Task brief>
Render the lines below, from the line containing "outline white socks, every instance" through the line containing "80 143 L 75", inclusive, as a Markdown table with the columns Number and Line. Leave out any blank lines.

[START Exercise inputs]

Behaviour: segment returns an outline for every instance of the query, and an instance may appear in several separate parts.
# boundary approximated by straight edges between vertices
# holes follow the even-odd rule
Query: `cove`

[END Exercise inputs]
[START Exercise inputs]

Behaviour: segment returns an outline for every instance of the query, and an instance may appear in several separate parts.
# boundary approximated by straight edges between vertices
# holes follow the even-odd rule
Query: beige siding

[END Exercise inputs]
[START Exercise inputs]

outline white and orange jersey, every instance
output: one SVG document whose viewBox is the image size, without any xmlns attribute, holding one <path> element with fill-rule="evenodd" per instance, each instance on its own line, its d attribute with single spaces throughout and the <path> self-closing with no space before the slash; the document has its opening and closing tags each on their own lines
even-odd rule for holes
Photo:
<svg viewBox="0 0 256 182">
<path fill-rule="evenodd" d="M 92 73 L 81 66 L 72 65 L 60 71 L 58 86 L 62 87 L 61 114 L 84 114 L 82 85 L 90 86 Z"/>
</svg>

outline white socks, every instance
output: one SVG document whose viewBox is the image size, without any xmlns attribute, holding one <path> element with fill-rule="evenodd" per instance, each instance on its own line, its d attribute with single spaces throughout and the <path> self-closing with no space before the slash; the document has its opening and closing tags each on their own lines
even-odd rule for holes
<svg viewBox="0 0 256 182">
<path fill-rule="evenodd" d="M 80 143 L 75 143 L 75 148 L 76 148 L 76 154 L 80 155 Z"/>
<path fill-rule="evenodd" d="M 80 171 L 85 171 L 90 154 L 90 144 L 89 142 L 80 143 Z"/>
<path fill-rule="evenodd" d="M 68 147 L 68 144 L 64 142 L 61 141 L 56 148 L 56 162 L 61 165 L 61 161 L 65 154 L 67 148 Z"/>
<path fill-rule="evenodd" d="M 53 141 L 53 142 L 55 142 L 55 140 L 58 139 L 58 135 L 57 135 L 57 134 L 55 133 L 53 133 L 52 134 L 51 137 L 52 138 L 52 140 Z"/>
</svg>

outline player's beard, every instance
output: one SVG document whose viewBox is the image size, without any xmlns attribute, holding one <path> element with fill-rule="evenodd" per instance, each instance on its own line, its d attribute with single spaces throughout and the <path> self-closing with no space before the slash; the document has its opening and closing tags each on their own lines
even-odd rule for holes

[END Exercise inputs]

Response to the exercise>
| Number | Line |
|---|---|
| 1 | outline white socks, every instance |
| 2 | output: one SVG document whose viewBox is the image size, without any xmlns attribute, holding one <path> element with fill-rule="evenodd" per instance, each instance on its own line, its d attribute with single spaces throughout and the <path> self-closing with no space before the slash; the document has its opening and closing tags each on their own lines |
| 3 | even-odd rule for holes |
| 4 | <svg viewBox="0 0 256 182"> |
| 5 | <path fill-rule="evenodd" d="M 80 143 L 75 143 L 75 148 L 76 148 L 76 154 L 80 155 Z"/> |